**Task to complete:** Make an exact copy of the records, dropping all pictures.

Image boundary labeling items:
^^^^^^^^
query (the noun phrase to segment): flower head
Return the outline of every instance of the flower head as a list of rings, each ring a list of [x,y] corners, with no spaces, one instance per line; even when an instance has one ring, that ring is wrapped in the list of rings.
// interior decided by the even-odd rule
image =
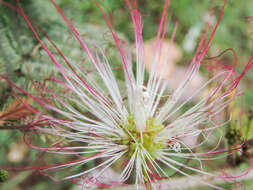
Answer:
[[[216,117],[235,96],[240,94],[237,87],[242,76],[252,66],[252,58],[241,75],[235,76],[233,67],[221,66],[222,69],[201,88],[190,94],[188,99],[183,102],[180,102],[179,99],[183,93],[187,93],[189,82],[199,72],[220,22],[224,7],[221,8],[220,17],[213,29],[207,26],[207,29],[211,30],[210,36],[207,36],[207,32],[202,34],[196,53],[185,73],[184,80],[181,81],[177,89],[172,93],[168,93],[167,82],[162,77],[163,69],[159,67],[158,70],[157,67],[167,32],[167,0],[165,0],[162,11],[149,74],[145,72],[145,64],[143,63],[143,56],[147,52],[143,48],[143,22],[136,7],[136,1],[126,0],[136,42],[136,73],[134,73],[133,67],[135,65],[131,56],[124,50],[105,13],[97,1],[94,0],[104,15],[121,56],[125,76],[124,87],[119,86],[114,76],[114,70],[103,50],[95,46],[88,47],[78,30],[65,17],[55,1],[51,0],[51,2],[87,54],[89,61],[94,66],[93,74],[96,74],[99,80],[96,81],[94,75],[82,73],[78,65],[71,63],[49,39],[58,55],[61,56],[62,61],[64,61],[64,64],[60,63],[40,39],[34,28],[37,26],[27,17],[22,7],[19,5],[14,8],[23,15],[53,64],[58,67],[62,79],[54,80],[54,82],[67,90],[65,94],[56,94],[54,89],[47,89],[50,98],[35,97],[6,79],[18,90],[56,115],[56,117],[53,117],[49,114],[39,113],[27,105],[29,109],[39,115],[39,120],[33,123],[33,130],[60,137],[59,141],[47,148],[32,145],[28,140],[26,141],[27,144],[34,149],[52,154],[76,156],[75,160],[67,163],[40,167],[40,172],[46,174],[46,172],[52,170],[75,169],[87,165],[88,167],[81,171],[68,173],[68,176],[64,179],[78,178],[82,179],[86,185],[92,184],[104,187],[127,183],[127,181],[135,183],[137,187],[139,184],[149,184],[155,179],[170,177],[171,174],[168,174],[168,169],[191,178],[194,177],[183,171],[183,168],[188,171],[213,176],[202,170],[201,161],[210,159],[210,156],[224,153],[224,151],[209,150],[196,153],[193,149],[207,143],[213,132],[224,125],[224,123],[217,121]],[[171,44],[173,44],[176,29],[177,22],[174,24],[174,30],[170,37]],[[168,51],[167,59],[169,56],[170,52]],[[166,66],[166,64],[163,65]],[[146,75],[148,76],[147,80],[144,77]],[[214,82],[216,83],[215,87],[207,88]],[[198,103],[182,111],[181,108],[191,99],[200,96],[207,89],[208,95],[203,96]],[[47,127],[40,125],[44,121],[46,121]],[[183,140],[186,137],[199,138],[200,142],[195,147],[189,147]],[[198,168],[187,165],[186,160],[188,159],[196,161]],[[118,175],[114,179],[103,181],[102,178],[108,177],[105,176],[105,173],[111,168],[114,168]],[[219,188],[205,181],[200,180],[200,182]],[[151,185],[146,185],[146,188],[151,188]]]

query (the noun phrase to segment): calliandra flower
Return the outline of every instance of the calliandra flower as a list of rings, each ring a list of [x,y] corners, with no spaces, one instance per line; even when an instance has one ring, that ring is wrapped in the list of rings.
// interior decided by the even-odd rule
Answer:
^^^^^^^^
**Worked solution:**
query (the noun phrase to segment): flower head
Return the outline of every instance of the flower head as a list of rings, each ring a list of [x,y] corners, with no spaces, one instance per line; even when an instance has one ring, that ring is wrapped in the list of rings.
// interior decided by the even-odd rule
image =
Answer:
[[[216,117],[235,96],[240,94],[237,87],[242,76],[252,66],[252,58],[241,75],[235,76],[233,67],[221,66],[222,69],[201,88],[190,94],[188,99],[183,102],[180,102],[179,99],[183,93],[187,93],[189,82],[199,72],[220,22],[224,7],[221,8],[220,17],[213,29],[207,26],[207,29],[211,30],[210,36],[207,36],[207,32],[202,34],[196,53],[185,73],[184,80],[181,81],[177,89],[172,93],[168,93],[167,82],[162,77],[163,69],[159,67],[158,70],[157,67],[167,32],[167,0],[165,0],[162,11],[149,74],[145,72],[145,64],[143,63],[143,56],[147,52],[143,48],[143,22],[136,7],[136,1],[126,0],[136,42],[136,73],[134,73],[133,67],[135,65],[131,56],[124,50],[105,13],[97,1],[94,0],[104,15],[121,56],[125,76],[124,87],[119,86],[114,76],[114,70],[103,50],[95,46],[88,47],[78,30],[65,17],[55,1],[51,0],[51,2],[87,54],[89,61],[94,66],[93,74],[96,74],[99,80],[96,81],[94,75],[82,73],[78,65],[71,63],[49,39],[58,55],[61,56],[62,61],[64,61],[64,64],[60,63],[40,39],[34,28],[37,26],[27,17],[22,7],[19,5],[14,8],[23,15],[53,64],[58,67],[62,79],[54,80],[54,82],[67,90],[65,94],[56,94],[54,89],[47,89],[50,98],[35,97],[6,79],[18,90],[56,115],[56,117],[53,117],[49,114],[39,113],[27,105],[29,109],[39,115],[39,120],[33,123],[33,130],[60,137],[59,141],[47,148],[32,145],[28,140],[26,141],[27,144],[34,149],[52,154],[76,156],[75,160],[67,163],[40,167],[40,172],[46,174],[46,172],[52,170],[75,169],[87,165],[88,167],[81,171],[68,173],[68,176],[64,179],[78,178],[82,179],[86,185],[92,184],[104,187],[127,183],[127,181],[135,183],[137,187],[139,184],[149,184],[155,179],[170,177],[171,174],[168,174],[168,169],[191,178],[194,177],[183,171],[183,168],[188,171],[213,176],[202,170],[201,161],[210,159],[210,156],[224,153],[224,151],[209,150],[196,153],[193,149],[207,143],[213,132],[224,125],[224,123],[217,121]],[[171,44],[173,44],[176,29],[177,22],[174,24],[174,30],[170,37]],[[168,51],[167,59],[169,56],[170,52]],[[166,66],[166,64],[163,65]],[[146,75],[148,76],[147,80],[144,77]],[[214,82],[216,83],[215,87],[207,88]],[[198,103],[182,111],[181,108],[191,99],[200,96],[207,89],[208,95],[203,96]],[[47,127],[40,125],[44,121],[46,121]],[[183,140],[186,137],[199,138],[200,142],[195,147],[189,147]],[[198,168],[187,165],[186,160],[188,159],[196,161]],[[118,175],[114,179],[103,181],[102,178],[108,177],[105,176],[105,173],[111,168],[114,168]],[[219,188],[205,181],[200,180],[200,182]],[[151,185],[146,185],[146,188],[151,188]]]

query (the noun phrase to segment): calliandra flower
Return the outline of every instance of the calliandra flower as a list of rings, each ring a list of [x,y] corners, with no spaces, one instance per line; even when an instance has one ring, that ring is wrapped in the list of rings.
// interior decided by the even-odd rule
Answer:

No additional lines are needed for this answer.